(What to work on):
Select all lines holding the word "positive" from the entries that follow.

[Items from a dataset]
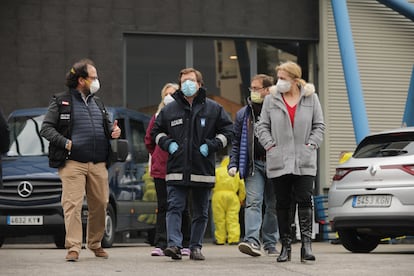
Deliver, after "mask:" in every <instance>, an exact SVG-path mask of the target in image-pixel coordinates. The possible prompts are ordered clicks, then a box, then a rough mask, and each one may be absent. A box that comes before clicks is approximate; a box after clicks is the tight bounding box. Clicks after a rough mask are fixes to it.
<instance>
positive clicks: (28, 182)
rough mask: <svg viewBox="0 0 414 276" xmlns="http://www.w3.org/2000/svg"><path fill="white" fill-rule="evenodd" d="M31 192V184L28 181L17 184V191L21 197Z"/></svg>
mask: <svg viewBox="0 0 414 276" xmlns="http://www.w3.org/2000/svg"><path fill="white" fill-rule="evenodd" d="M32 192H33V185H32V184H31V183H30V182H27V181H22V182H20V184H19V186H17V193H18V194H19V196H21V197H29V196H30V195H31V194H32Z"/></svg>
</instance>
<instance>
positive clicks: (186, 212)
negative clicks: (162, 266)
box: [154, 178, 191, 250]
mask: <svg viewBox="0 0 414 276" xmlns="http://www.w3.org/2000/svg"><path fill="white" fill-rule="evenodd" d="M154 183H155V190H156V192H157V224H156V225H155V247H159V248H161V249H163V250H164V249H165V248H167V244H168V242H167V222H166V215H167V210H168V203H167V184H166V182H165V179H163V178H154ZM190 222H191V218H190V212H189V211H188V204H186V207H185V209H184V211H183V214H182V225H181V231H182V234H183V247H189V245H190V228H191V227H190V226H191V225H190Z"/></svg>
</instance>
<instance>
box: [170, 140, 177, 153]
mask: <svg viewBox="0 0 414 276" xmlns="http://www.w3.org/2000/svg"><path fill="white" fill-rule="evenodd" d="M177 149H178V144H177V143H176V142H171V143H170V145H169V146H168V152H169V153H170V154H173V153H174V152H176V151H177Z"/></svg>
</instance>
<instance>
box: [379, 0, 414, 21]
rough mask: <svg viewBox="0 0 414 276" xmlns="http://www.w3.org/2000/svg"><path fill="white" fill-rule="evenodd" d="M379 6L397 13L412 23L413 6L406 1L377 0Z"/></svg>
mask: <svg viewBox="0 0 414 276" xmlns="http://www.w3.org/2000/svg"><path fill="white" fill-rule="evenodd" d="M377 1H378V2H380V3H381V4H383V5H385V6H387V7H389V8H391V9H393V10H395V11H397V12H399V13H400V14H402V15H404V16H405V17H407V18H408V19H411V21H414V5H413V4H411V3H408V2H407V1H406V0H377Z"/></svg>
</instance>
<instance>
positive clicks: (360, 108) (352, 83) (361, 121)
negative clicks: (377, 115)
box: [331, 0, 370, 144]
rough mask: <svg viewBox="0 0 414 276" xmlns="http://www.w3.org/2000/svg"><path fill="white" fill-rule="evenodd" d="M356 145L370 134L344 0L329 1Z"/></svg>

(Answer to this exercise):
positive clicks: (28, 182)
positive clicks: (186, 212)
positive clicks: (360, 108) (352, 83) (361, 121)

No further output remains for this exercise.